┌────────

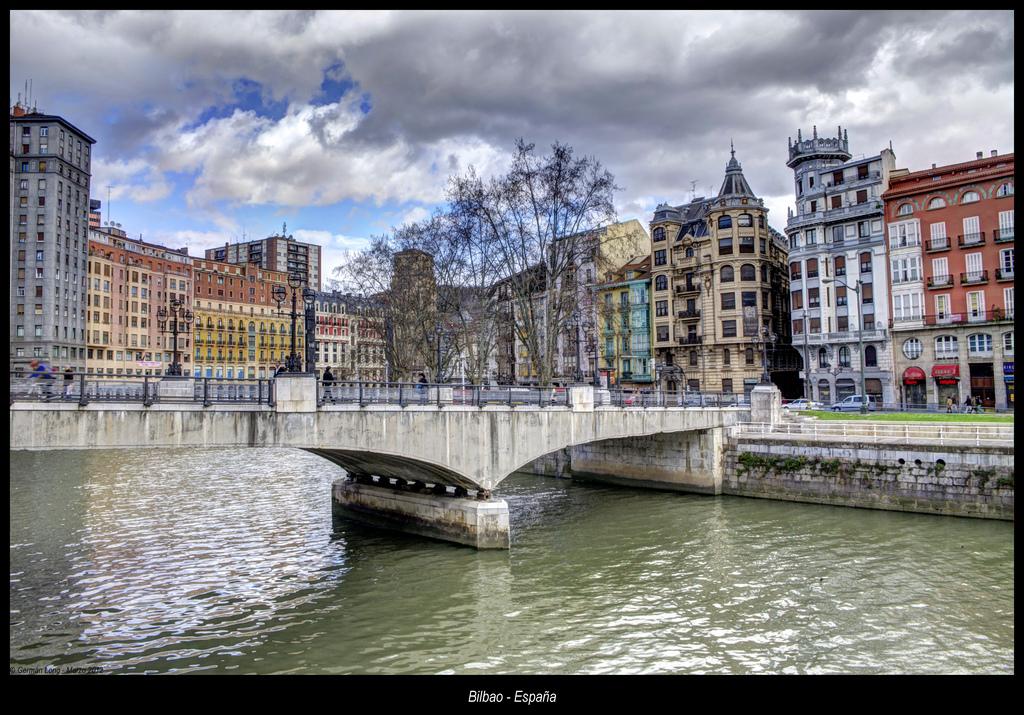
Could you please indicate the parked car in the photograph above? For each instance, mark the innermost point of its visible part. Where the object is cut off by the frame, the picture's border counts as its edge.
(854, 403)
(802, 404)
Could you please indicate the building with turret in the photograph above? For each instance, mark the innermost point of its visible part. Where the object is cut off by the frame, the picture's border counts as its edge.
(720, 293)
(839, 278)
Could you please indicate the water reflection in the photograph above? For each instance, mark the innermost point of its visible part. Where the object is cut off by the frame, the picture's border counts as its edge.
(210, 560)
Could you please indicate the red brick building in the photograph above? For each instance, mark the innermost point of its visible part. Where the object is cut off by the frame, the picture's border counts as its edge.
(950, 245)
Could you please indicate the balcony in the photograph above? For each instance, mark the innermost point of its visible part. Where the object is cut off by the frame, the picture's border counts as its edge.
(937, 282)
(971, 240)
(974, 279)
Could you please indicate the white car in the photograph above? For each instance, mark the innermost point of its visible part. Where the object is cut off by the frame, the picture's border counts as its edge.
(802, 404)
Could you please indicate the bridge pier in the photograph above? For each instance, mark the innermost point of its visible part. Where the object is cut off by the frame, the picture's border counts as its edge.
(464, 519)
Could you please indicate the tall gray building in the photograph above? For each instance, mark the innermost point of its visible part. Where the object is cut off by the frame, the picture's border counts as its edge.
(282, 253)
(839, 275)
(49, 186)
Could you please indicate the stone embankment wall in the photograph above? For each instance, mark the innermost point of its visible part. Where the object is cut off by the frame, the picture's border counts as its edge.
(927, 478)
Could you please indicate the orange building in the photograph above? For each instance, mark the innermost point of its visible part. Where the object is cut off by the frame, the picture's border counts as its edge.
(950, 245)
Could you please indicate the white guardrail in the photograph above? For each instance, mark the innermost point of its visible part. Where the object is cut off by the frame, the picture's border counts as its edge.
(884, 432)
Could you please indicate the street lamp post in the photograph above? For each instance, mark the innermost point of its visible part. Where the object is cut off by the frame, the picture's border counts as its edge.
(295, 281)
(180, 320)
(860, 336)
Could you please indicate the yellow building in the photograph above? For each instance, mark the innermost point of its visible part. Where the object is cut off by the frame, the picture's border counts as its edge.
(240, 331)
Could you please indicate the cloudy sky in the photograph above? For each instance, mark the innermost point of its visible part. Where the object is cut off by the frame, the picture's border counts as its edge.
(345, 124)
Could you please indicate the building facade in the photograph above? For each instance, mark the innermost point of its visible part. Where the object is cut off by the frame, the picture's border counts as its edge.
(624, 306)
(839, 268)
(128, 282)
(350, 337)
(950, 239)
(282, 253)
(50, 178)
(719, 286)
(241, 331)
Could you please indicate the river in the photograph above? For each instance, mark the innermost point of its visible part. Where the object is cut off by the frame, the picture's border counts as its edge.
(229, 561)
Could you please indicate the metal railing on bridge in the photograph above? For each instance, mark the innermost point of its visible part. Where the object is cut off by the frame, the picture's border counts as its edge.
(88, 387)
(412, 393)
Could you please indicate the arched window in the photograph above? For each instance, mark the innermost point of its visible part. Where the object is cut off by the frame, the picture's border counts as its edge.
(912, 348)
(945, 346)
(979, 343)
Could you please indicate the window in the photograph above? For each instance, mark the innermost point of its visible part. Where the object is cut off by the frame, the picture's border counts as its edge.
(813, 297)
(979, 343)
(912, 348)
(945, 346)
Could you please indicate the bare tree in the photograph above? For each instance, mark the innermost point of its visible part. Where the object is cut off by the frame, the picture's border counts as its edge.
(538, 225)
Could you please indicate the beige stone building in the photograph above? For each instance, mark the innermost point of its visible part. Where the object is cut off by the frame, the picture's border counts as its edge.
(718, 286)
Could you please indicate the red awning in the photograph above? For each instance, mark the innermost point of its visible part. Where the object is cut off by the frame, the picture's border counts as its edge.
(913, 375)
(945, 371)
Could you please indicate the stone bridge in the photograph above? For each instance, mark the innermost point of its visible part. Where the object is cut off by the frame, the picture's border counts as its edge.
(424, 449)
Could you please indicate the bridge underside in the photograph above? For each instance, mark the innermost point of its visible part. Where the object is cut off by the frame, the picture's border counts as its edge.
(371, 464)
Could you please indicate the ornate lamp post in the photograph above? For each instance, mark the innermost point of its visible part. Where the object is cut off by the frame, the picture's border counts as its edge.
(860, 336)
(295, 281)
(764, 338)
(180, 319)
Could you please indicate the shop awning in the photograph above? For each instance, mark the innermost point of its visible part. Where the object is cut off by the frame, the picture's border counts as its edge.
(912, 376)
(946, 371)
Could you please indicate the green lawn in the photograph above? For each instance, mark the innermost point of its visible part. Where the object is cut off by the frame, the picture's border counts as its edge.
(907, 416)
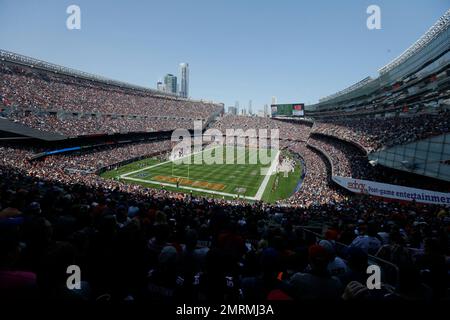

└────────

• **How to complete this task**
Start at the top line above and repeat the records verbatim, leaving images out.

• **Solution to the exercise**
Could you please indicate the parked car in the photograph above? For each instance, mark the innermost point of its visible part. Where the object is cut off by the frame, the picture's border counts as its edge.
(854, 403)
(802, 404)
Could you please indicate the building with turret in the photograph above? For each instance, mark the innermost point of its visible part. Where the object is cut off by the frame, the picture's border counts as its edge.
(720, 293)
(839, 278)
Could you please indicate the water reflection in the photograph above? For each instance, mark the innermost point of its visible part. Where the object is cut off by the frame, the picture's border counts as its edge.
(210, 560)
Could you please indicate the red brick building in the photograph above? For each instance, mark the innermost point of its visible part. Where the object is cut off by the frame, the picture's border counts as its edge.
(950, 245)
Could you please indicate the balcony in the photograph above? For each instance, mark the innermost point of its visible part. Where the object is cut off by the frame, the picture's border counts as its edge.
(937, 282)
(971, 240)
(974, 279)
Could you please indicate the white car in the photograph above? For each instance, mark the innermost point of its visible part. Where the object is cut off by the frame, the picture's border counts as its edge.
(802, 404)
Could you please indicate the bridge pier in the photograph above? For each instance, mark the innermost point of its visible part. Where the object is cut off by the frame, the picture's border counts as its edge.
(464, 519)
Could you please indicate the tall gray building in the photograph above? For each instance, mark the innermost point of its visible part. Where the object is cut off by the frame, the picture's border counts as its edge.
(282, 253)
(839, 275)
(49, 186)
Could you please indicate the stone embankment wall in the photograph above? For each instance, mark the innermost point of its visible part. Where the object is cut off by the frame, the picture's border counts as its edge.
(927, 478)
Could you please indicate the orange building in the photograph above? For each instance, mark the innermost point of its visible part. Where the object is cut off by the frame, the picture's border counts as its edge.
(950, 245)
Could you please indicate the white guardrail in the photograph above? For each instance, mark the innermost point of its visible part. Where the object is cut off by the frame, the picture's border counts as its edge.
(884, 432)
Could you please indicate the street lamp post in the photograph above? For each instance, mark the innermost point of its visible part. Where the object is cut off by the frame, the picture's border counts as its edge.
(295, 281)
(180, 320)
(860, 336)
Could you please indicate the yellow building in the photograph above? For each instance, mark the innermost point of its visible part. Where the object is cut off by the frame, the picture's border counts as its edge.
(240, 331)
Could you please indicate the cloudy sky in the photograph above? For each instance, mark the innermost point of its visible part. Where the object is cut off by the frame, the picture's border counts as its edge.
(345, 124)
Could you please indicate the building facade in the photograph above? For each instance, mark the innermost point of its visible part. Where the object is cut off by the frame, the picture's border counts as its edge.
(624, 306)
(839, 268)
(128, 282)
(350, 337)
(950, 239)
(282, 253)
(50, 178)
(719, 286)
(241, 331)
Could you please indicate the river in the photograph above? For each instance, mark the innermost point of its visible part. Where the object is cut off by the frame, the picture's border counts as its edge.
(229, 561)
Could you please indicate the metal railing on bridge in the photograph above? For each instance, mark the innermost point of its visible part. Where the object is cut off by the frame, the picture's border counts as its edge.
(88, 387)
(412, 393)
Could you please indicate the arched window in the photograph above? For each instance, mark the innermost point of its visible part. Where the object is cut off by the frame, the picture's border counts as its edge.
(912, 348)
(945, 346)
(979, 343)
Could you please indicate the window in the photograph above? For each instance, mark the innermost point of its visible part. Where the object is cut off by the frame, the picture's border counts as its edge.
(813, 297)
(979, 343)
(912, 348)
(945, 346)
Could you please indicate the bare tree in the photograph above? For each instance, mark the innermost point of its visible part. Where the object is cut off by the frame, the picture's border counts as its edge.
(538, 225)
Could you please indicate the beige stone building in the photograph above? For each instance, mark the innermost point of its visible part. Where the object is cut off by the frame, the picture's border counts as its edge.
(718, 286)
Could you please indicate the red awning in the photograph above? For each instance, mark the innermost point of its visible part. Where the object is cut off by the frame, the picture's border counts as its edge.
(913, 375)
(945, 371)
Could you please indicate the stone bridge in the photograph above? For each instance, mark the innermost point of its visible part. Where the object is cut off by the frame, the picture's border counts as its edge.
(424, 449)
Could you please indicate the bridge underside in the photograph above? For each instance, mark the innermost point of its visible part. Where the object is cut off by the frame, the picture's border counts as its edge.
(371, 464)
Could you please indicate the ornate lamp post in the photograph above? For each instance, mark the innermost point of its visible part. Where the object is cut off by the frame, the picture's border counts as its edge.
(860, 336)
(295, 281)
(764, 338)
(180, 319)
Could you please indicate the shop awning in the photograph above? For each instance, mark the innermost point of its visible part. Where the object is cut off by the frame, the picture's border counts as its edge.
(912, 376)
(946, 371)
Could you please indicate the green lawn in the photograph above? For each instance, mark the innermost point of its visible part. Where the object is cut off by the frame, the picture's border counts as its edge.
(907, 416)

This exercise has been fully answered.